** Start Document segment **
[FFmpeg-devel] [RFC] Type descriptors

Thu Dec 31 22:15:45 EET 2020

On Thu Dec 31 15:35:38 EET 2020, Nicolas George <george at nsup.org> wrote:

> …For each simple type, including enumerations like AVColorRange and flat
> structures like AVReplayGain, have a set of standardized functions for
> common operations, including probably:
>
> - printing;
> - serializing to string;
> - parsing from string;
> …
> These functions will have a standardized name and prototype. They will be
> grouped in structures that describe a type entirely.
>
> Note: this project requires a good unified string API.
This relates to one of FFmpeg's imperfections: it writes human-readable 
text to stdout and stderr in an unpredictable and inconsistent encoding. 
It should be 100% consistently encoded. I suggest it should be Unicode 
in UTF-8 code form.

One of the places where FFmpeg's inconsistent encoding caused me a 
problem was when I was operating on a Quicktime video. FFmpeg (or 
perhaps FFprobe) printed a 4-byte Quicktime tag literally to stdout. The 
tag's byte sequence was not valid UTF-8. It messed up the output. That 
tag, being arbitrary binary data, should have been escaped or printed in 
hex or otherwise represented in valid UTF-8.

I suggest that the type descriptor[1] and Unified string / stream API[2] 
proposals offer a good opportunity to define two separate data types: 
string of text, and stream of bytes. Define encode functions to 
transform text into bytes, and decode functions to transform bytes into 
text. The Python language str, bytes, and codecs architecture[3] is a 
pretty good model.
** End Document segment **
** Start Rows **
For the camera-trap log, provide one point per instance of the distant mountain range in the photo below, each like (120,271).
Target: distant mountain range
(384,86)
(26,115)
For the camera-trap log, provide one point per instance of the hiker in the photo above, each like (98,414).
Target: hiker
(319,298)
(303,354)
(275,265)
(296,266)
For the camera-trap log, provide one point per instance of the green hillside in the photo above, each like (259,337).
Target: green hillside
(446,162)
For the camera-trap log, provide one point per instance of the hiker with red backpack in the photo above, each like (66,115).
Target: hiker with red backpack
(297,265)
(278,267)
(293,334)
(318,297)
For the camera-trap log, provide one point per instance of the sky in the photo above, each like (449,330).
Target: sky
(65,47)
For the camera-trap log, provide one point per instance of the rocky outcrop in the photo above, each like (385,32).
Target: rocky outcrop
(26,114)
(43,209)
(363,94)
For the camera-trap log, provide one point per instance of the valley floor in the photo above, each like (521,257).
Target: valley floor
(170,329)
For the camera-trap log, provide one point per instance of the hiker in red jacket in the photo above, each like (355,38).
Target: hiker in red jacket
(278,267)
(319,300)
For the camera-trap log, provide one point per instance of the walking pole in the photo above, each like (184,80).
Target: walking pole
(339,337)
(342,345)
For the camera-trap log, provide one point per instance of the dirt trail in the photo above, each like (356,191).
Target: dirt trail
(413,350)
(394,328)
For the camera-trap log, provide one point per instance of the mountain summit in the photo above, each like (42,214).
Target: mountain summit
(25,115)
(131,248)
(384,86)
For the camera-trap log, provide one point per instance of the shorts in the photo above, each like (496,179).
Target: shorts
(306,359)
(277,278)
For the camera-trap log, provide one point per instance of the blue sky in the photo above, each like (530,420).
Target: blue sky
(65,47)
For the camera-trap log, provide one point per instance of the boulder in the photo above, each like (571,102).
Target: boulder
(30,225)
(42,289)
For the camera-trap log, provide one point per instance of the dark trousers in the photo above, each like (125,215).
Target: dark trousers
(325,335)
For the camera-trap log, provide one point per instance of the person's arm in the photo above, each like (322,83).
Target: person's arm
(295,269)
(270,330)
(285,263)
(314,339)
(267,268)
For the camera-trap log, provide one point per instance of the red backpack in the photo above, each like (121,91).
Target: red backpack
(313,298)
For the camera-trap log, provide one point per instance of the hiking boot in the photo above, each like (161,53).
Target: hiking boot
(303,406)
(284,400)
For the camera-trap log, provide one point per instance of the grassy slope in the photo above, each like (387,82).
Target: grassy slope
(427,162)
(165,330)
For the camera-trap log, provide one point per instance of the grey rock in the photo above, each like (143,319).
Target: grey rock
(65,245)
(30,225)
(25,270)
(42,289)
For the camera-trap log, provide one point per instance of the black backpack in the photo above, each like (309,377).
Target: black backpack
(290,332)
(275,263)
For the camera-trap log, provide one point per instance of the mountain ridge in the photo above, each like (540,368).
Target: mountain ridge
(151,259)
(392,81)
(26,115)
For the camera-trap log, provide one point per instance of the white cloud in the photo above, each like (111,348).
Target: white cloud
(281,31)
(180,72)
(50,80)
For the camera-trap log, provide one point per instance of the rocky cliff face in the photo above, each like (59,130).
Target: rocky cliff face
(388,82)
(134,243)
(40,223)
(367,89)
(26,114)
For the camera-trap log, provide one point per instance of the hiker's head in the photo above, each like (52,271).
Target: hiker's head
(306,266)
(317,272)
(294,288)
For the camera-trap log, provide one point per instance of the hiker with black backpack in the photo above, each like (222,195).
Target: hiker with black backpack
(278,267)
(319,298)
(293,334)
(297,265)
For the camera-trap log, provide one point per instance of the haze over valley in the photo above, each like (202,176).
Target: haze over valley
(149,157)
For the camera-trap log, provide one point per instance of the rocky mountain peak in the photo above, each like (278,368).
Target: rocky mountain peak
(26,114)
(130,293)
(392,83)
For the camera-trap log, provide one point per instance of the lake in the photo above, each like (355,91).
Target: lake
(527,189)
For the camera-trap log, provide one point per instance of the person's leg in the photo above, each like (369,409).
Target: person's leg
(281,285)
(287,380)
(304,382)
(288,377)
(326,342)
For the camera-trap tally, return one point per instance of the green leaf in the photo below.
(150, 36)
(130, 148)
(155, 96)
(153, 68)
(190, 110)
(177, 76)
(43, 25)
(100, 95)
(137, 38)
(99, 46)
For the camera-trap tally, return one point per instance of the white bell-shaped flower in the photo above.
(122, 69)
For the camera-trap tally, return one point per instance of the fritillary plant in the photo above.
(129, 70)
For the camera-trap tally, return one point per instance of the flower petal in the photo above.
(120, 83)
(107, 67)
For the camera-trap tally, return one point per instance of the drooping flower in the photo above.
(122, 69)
** End Rows **
• [Tasks to complete]:
1. In the FFmpeg encoding post, swap "Quicktime" for "MP4" and give the passage between "One of the places" and "in valid UTF-8.", inclusive.
2. In the FFmpeg encoding post, what encoding does the writer suggest for the human-readable text FFmpeg writes to stdout and stderr?

• [Answers in order]:
1.
One of the places where FFmpeg's inconsistent encoding caused me a 
problem was when I was operating on a MP4 video. FFmpeg (or 
perhaps FFprobe) printed a 4-byte MP4 tag literally to stdout. The 
tag's byte sequence was not valid UTF-8. It messed up the output. That 
tag, being arbitrary binary data, should have been escaped or printed in 
hex or otherwise represented in valid UTF-8.

2. Unicode in UTF-8 code form.